# [REQUIRED ACTIONS]
A) In the passage about classifying endomorphisms of hyperbolic Riemann surfaces, what basis does the vector space of entire functions have?
B) Write the next part of the passage about classifying endomorphisms of hyperbolic Riemann surfaces, picking up after its final sentence.

# [GIVEN TEXT]
When $X$ is an arbitrary Riemann surface, it is in general quite difficult to know and classify all endomorphism of $X$. In the case when $X$ is the complex plane $\mathbb{C}$, the vector space of entire functions has a basis of monomials $\{z^n\}_{n\geq 0}$ and, in particular, has infinite dimension. In the case when $X$ is isomorphic to the punctured plane, the situation is not any better either. However, when $X$ is hyperbolic, it turns out that we can classify all endomorphisms by their dynamical behavior.

Theorem: Let $f: X\to X$ be a non-constant holomorphic map on a hyperbolic Riemann surface $X$. Exactly one of the following holds:

  1. Every compact subset $K \subset X$ admits some positive integer $N$ such that $f^n(K) \cap K = \emptyset$ for all $n\geq N$;
  2. Every orbit $\{ f^n(x) \}_{n\geq 0}$ of any point $x$ converges towards a unique attracting fixed point $x_0$;
  3. The map $f$ is of finite order, that is $f^n \equiv Id$ for some integer $n$;
  4. $X$ is biholomorphic to the unit disk $\mathbb{D}$ or some annuli $\{ r < \vert z \vert < R \}$, where $0\leq r < R$, and $f$ is an irrational rotation.

What makes a hyperbolic Riemann surface special is that we are blessed with the presence of hyperbolic metric and the Schwarz-Pick theorem (see here), which tells us that with respect to the hyperbolic metric, $f$ is either a local isometry and a covering map, or a uniform contraction on compact subsets. In overall, if $d$ corresponds to the hyperbolic distance, then $d(f(x),f(y)) \leq d(x,y)$ for any pair of points $x$ and $y$ in $X$.

# [SUPPLIED DATA]
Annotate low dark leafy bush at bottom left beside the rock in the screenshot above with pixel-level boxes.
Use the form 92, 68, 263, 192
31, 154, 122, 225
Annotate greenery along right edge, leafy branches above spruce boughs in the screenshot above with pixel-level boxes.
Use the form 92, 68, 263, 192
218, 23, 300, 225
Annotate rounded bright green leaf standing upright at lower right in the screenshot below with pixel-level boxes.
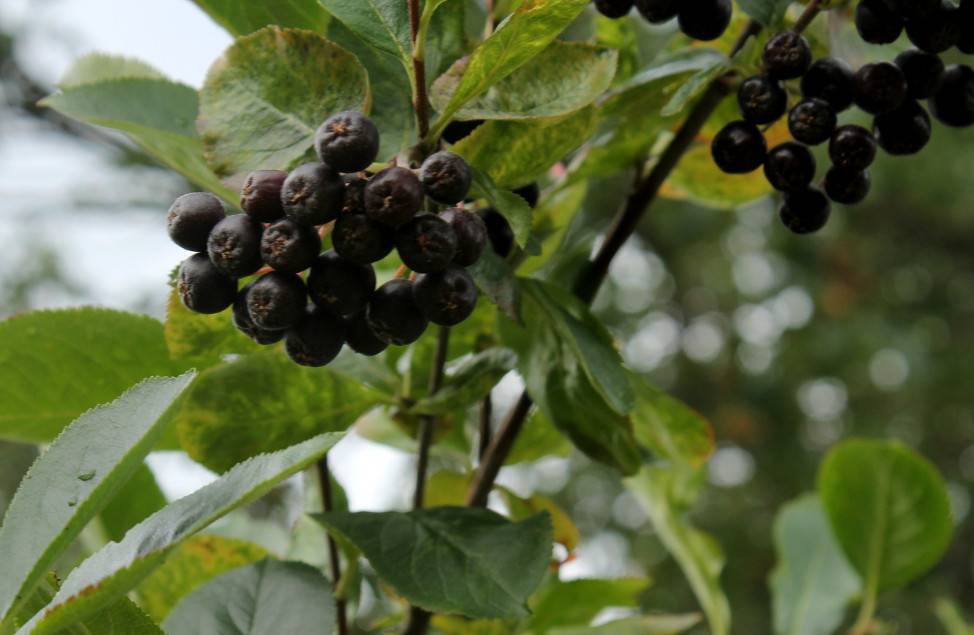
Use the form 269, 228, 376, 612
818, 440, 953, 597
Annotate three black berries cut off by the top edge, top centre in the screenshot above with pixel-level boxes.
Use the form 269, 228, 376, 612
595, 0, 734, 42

# [ANSWERS BY ITEM]
A) A basis of monomials $\{z^n\}_{n\geq 0}$.

B)
The first case corresponds to the possibility that all points diverge away to infinity. Indeed, suppose there is a point $x \in X$ such that it diverges away to infinity. More precisely, $\lim_{n\to \infty} d(f^n(x), C) = \infty$ for any compact set $C \subset X$. For any compact set $K \subset X$, let $\hat{K}$ be an even larger compact set containing $K$ and $x$. Then,

\[\lim_{n\to \infty} d(f^n(K), C) \geq \lim_{n\to \infty} d(f^n(x), C) - \text{diam}(K) = \infty,\]

which leads us to 1. As such, we can now assume that there is some non-empty compact set $K$ such that the orbit $f^n(x)$ of some $x$ returns to $K$ infinitely often at times $n_1, n_2, \ldots$. In this case, we say that $f$ is recurrent.

Suppose $f$ is a contraction. Let $\epsilon = d(x,f(x))$ and let $\hat{K}$ be the closed $\epsilon$-neighbourhood of $K$. By compactness, there is some factor $c<1$ such that $d(f(y),f(z)) \leq c d(y,z)$ for all $y,z \in \hat{K}$. Therefore, $d(f^{n_k+1}(x),f^{n_k}x)) \leq c^k d(f(x),x) \to 0$ and the orbit accumulates at some point $x_0$. Since $f$ is a contraction, $x_0$ is the unique fixed point and $f^n(x) \to x_0$ for all $x \in X$. This leads us to case 2.

Suppose $f$ is a covering map. We’ll proceed by looking at $X$ as the quotient $\mathbb{D}/ \Gamma$ of the unit disk $\mathbb{D}$ by some subgroup $\Gamma$ of $\text{Aut}(\mathbb{D})$ acting freely and discretely. The group $\Gamma$ can also be identified with the fundamental group of $X$.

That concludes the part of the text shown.